> _Data shown_
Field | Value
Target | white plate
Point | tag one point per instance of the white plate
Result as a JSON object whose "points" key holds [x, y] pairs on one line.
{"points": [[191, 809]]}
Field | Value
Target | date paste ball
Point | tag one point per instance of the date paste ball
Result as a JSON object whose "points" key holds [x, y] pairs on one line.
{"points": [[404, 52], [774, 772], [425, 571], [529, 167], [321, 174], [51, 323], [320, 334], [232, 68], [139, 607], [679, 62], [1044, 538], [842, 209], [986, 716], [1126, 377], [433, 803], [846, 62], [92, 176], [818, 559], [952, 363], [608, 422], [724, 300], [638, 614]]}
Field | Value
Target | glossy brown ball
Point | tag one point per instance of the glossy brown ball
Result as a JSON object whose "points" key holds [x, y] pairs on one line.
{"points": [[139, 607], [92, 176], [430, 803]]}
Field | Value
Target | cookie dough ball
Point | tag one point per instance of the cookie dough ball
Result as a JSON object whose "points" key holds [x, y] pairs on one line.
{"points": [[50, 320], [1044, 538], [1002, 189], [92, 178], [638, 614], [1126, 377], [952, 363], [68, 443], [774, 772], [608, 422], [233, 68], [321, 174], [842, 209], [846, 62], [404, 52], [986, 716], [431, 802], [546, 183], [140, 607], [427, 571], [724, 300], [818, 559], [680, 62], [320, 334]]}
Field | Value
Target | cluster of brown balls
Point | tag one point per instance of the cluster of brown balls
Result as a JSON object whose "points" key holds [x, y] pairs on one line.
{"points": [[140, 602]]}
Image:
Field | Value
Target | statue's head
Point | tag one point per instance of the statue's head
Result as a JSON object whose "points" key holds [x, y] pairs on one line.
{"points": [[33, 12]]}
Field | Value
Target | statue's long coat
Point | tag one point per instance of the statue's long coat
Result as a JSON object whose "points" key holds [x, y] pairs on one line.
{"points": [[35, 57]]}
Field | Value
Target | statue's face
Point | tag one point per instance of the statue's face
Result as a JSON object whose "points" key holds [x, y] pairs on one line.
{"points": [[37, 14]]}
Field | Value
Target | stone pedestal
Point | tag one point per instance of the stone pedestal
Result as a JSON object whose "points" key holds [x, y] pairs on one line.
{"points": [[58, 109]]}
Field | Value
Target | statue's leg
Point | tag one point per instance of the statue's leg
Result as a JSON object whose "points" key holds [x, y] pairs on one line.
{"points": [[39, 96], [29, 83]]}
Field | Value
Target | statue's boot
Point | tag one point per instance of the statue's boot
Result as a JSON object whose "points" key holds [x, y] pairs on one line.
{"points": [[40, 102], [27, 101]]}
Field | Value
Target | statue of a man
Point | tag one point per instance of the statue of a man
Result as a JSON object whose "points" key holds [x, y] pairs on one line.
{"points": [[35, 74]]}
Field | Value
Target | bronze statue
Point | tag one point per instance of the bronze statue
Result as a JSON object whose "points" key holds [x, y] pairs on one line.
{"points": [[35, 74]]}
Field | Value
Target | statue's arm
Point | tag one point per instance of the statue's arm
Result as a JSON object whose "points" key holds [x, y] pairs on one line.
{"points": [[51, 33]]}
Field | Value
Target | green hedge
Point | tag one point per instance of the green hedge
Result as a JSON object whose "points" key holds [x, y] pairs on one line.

> _Task_
Set down the listing above in full, please, exactly as it appears.

> _Response to the exercise_
Field | Value
Target | white plate
Point | tag one point per instance of the white plate
Result as a JSON object whose "points" key holds [x, y] pairs on one line.
{"points": [[191, 809]]}
Field | Value
Target | date paste ball
Point | tag one point per instance of the date paste ball
Result as a JSON object whose "points" key holds [x, y] pairs on one line.
{"points": [[404, 52], [774, 772], [425, 571], [529, 167], [321, 174], [51, 323], [320, 334], [232, 68], [139, 607], [679, 62], [1044, 538], [842, 209], [986, 716], [1126, 377], [433, 803], [846, 62], [92, 176], [818, 559], [952, 363], [608, 422], [724, 300], [638, 614]]}
Field | Value
Target | glossy brown ball
Point | tag one point per instance of the glossy brown ball
Result as a JSON object whose "points" key holds [x, y] pairs on one line.
{"points": [[139, 607], [92, 176], [430, 803]]}
Field | Value
Target | cookie dough ball
Point | tag one point per instance of the cookie dough ball
Result as a JSON object whose "points" key holds [x, y] pairs on one line.
{"points": [[50, 320], [1044, 538], [1002, 189], [92, 178], [638, 614], [1126, 377], [952, 363], [68, 443], [774, 772], [608, 422], [233, 68], [321, 174], [842, 209], [846, 62], [404, 52], [986, 716], [431, 802], [546, 183], [140, 607], [427, 571], [724, 300], [818, 559], [680, 62], [320, 334]]}
Field | Value
Target | cluster of brown balls
Point | tag one point per instance of the cluster of brown balls
Result as a JSON object whose "points" key holds [x, y] pairs on one line.
{"points": [[140, 602]]}
Image:
Field | Value
Target | statue's head
Point | tag one point per instance of the statue's head
Result as a JSON object whose "points" key holds [x, y] pairs on one line.
{"points": [[33, 12]]}
Field | Value
Target | statue's long coat
Point | tag one point per instance of the statue's long coat
Result as a JSON object whose "points" key holds [x, y] pairs on one line.
{"points": [[35, 57]]}
Field | Value
Target | statue's face
Point | tag one point per instance of the statue's face
Result as a JSON object whose "points" key holds [x, y] pairs on one line.
{"points": [[37, 14]]}
Field | Value
Target | stone pedestal
Point | tag one point per instance of the stone pedestal
Result as a JSON object whose "points" key holds [x, y] pairs on one line.
{"points": [[58, 109]]}
Field | Value
Target | statue's leg
Point | tag one point per instance of the statue's leg
Result as a JSON object whose "points" key holds [x, y] pairs on one line.
{"points": [[39, 96], [29, 83]]}
Field | Value
Target | statue's boot
Point | tag one point per instance of the statue's boot
Result as a JSON object whose "points" key holds [x, y] pairs on one line.
{"points": [[40, 102], [27, 101]]}
Field | Value
Target | statue of a man
Point | tag one point per instance of the statue of a man
Result as a JSON object whose "points" key holds [x, y] pairs on one line.
{"points": [[35, 74]]}
Field | Value
Target | bronze statue
Point | tag one point per instance of the bronze statue
Result as a JSON object whose "points" key holds [x, y] pairs on one line.
{"points": [[35, 74]]}
Field | Value
Target | statue's arm
Point | tag one point per instance of the statue's arm
Result as a JSON object whose "points" key holds [x, y] pairs on one line.
{"points": [[51, 33]]}
Field | Value
Target | green hedge
Point | tag one point per instance of the green hedge
Result as a JSON object whose "points" key holds [x, y] pairs on one line.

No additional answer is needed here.